_STATED EXERCISE_
Copy the items below word for word, starting with the line that contains "Target: wet platform surface" and going on through the line that contains "Target: dirt path", both included.
+++ MATERIAL SHOWN +++
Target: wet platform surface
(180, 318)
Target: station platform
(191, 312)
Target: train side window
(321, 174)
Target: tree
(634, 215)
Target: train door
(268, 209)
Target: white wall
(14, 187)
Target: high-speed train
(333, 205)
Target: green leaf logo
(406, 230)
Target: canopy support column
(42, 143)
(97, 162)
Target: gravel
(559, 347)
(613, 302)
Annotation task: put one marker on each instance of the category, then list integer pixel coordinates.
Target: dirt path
+++
+++ MATERIAL SHOWN +++
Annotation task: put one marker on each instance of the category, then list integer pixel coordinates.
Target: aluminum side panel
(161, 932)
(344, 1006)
+++
+++ MATERIAL SHOWN +++
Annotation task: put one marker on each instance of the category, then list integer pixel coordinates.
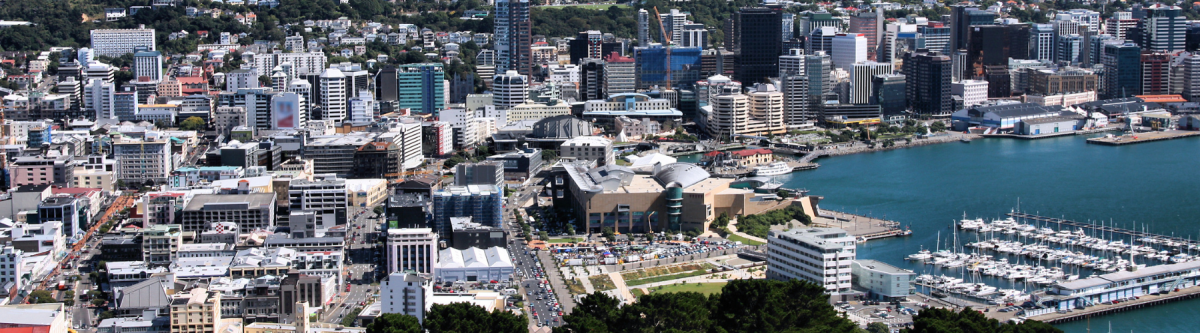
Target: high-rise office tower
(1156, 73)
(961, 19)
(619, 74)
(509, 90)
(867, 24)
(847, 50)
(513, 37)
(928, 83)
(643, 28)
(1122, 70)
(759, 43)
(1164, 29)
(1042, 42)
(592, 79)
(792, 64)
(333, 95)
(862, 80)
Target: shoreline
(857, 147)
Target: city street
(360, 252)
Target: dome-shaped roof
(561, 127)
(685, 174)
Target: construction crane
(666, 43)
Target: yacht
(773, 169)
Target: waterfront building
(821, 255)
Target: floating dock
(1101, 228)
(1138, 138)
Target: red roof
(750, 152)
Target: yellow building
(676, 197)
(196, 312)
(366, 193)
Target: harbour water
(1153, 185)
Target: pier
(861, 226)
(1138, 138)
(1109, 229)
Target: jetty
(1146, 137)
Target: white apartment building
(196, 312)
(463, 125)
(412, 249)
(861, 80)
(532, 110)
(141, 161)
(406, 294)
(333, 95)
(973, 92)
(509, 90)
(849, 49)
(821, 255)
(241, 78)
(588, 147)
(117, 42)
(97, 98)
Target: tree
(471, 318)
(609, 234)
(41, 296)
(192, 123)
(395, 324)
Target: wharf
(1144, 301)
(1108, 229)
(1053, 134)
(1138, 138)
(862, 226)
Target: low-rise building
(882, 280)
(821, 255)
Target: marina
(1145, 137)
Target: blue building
+++
_TASK RESPONSE_
Target: wet platform surface
(180, 318)
Target: station platform
(191, 312)
Target: train side window
(321, 174)
Target: tree
(634, 215)
Target: train door
(268, 209)
Target: white wall
(14, 187)
Target: high-speed train
(333, 205)
Target: green leaf logo
(406, 230)
Target: canopy support column
(42, 143)
(97, 162)
Target: gravel
(559, 347)
(613, 302)
Annotation task: put one marker on each instance of the category, then list integer pixel coordinates.
Target: dirt path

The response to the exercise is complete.